* _Set task_
Please repeat, unchanged, the lines of the records below from the one containing "Could you point to the gray" through the end of the records, inclusive.

[begin Information provided]

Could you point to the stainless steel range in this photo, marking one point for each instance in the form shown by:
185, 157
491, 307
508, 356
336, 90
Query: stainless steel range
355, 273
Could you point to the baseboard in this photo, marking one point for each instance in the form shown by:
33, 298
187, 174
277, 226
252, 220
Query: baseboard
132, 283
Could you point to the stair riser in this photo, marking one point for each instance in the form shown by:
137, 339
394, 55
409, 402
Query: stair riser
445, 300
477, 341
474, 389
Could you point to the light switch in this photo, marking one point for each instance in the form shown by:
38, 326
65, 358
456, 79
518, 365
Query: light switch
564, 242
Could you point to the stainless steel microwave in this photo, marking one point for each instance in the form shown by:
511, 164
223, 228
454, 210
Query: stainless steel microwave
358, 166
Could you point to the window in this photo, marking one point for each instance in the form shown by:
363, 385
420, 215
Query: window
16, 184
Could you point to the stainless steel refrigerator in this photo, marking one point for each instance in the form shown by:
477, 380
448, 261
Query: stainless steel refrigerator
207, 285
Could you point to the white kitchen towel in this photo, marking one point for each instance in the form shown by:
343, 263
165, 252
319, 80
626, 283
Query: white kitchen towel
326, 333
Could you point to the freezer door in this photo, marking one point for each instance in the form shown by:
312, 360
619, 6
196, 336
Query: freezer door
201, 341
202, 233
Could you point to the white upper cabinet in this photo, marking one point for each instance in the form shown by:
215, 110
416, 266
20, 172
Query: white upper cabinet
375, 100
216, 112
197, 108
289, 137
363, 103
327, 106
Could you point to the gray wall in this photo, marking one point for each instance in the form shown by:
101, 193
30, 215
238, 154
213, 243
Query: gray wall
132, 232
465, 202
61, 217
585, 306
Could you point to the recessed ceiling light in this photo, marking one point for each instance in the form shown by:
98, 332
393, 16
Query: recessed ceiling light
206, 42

[end Information provided]

* _Final result_
Could you point to the gray wall in this photo, marking one point for each instance in the form shown by:
101, 193
30, 215
238, 154
213, 243
Query: gray wall
132, 232
465, 202
61, 217
585, 306
Could you point to the recessed ceiling light in this photo, marking one point for each instance in the form shown by:
98, 332
393, 16
Query: recessed ceiling light
206, 42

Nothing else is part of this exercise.